## KEGIATAN
Tuliskan kembali seluruh kutipan tentang depresi pascamelahirkan di bawah ini tanpa mengubah satu kata atau tanda baca pun.

## KUTIPAN TEKS
Jika perempuan tak cukup punya dukungan mental, fisik, finansial, maka perempuan akan kian rentan terperosok dalam masalah mental. Sebab, di momen ini bukan cuma anak yang dilahirkan, perempuan pun dilahirkan sebagai perempuan baru. Bentuk tubuhnya berubah, tanggung jawabnya, status barunya. Belum cukup memproses semua perasaan baru ini, perempuan sering dituntut untuk menjadi sempurna dan bahagia karena menyandang status sebagai ibu.
Tak heran jika akhirnya banyak perempuan mengalami depresi pascamelahirkan. Retno Arienta Sari dalam Literatur Review Depresi Postpartum yang terbit di Jurnal Kesehatan (2020) menuliskan, tingkat depresi pascamelahirkan di Asia tergolong cukup tinggi. Jumlahnya mencapai sekitar 26 hingga 85 persen, sementara di Indonesia sendiri sekitar 50 sampai 70 persen. Dari sini bisa terlihat, depresi pascamelahirkan bukan sesuatu yang langka, malah sangat umum terjadi.

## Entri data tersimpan
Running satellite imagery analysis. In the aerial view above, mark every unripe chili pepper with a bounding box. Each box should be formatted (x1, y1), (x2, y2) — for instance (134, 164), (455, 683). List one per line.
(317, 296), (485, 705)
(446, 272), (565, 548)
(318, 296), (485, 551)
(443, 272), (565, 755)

## HASIL LATIHAN
Jika perempuan tak cukup punya dukungan mental, fisik, finansial, maka perempuan akan kian rentan terperosok dalam masalah mental. Sebab, di momen ini bukan cuma anak yang dilahirkan, perempuan pun dilahirkan sebagai perempuan baru. Bentuk tubuhnya berubah, tanggung jawabnya, status barunya. Belum cukup memproses semua perasaan baru ini, perempuan sering dituntut untuk menjadi sempurna dan bahagia karena menyandang status sebagai ibu.
Tak heran jika akhirnya banyak perempuan mengalami depresi pascamelahirkan. Retno Arienta Sari dalam Literatur Review Depresi Postpartum yang terbit di Jurnal Kesehatan (2020) menuliskan, tingkat depresi pascamelahirkan di Asia tergolong cukup tinggi. Jumlahnya mencapai sekitar 26 hingga 85 persen, sementara di Indonesia sendiri sekitar 50 sampai 70 persen. Dari sini bisa terlihat, depresi pascamelahirkan bukan sesuatu yang langka, malah sangat umum terjadi.